» WORK ITEM
Copy the passage of the article on Rory McIlroy's schedule below word for word, starting at the words "Rory McIlroy said" and ending after "tougher to win.".

Rory McIlroy said he will keep choosing his PGA Tour starts under the circuit’s new-look schedule, saying the lighter approach brings balance to his life even if it makes the season-long title race tougher to win.
The six-time major winner has played only two tournaments since retaining his Masters title in April, and he returned this week at the Memorial Tournament as the tour begins to move toward a future with more signature events, 120-player fields and promotion-and-relegation ideas between tiers. McIlroy’s answer was plain: he is comfortable making the FedExCup chase harder for himself if it leaves room for life away from golf.
“I’ve been doing this a long time. I’ve been on tour more than half of my life at this point,” he said. “So I’ll pick and choose my spots like I have been doing sort of the last 18 months to two years.” He also joked that he feels like “a part-timer” these days, a nod to how selectively he has been building his schedule as the tour tries to reward its biggest names with a revamped calendar.
That selectivity has already shaped the events he has missed. McIlroy skipped the Memorial last year for the first time since 2017 and also sat out two signature tournaments, The Sentry and RBC Heritage. He finished tied seventh at the US PGA Championship before taking time off, then came back at Muirfield Village knowing he has still not found the tournament that matters most to him there.

» SUPPLIED DATA
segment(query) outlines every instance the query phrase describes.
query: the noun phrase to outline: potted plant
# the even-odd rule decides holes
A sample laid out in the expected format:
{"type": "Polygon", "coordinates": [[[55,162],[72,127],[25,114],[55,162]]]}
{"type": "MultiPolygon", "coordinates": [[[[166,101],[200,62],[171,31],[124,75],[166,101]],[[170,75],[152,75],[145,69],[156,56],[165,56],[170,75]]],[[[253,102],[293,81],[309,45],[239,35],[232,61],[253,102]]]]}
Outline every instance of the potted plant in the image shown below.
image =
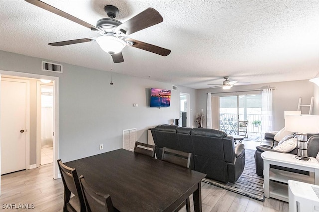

» EXERCISE SOLUTION
Rory McIlroy said he will keep choosing his PGA Tour starts under the circuit’s new-look schedule, saying the lighter approach brings balance to his life even if it makes the season-long title race tougher to win.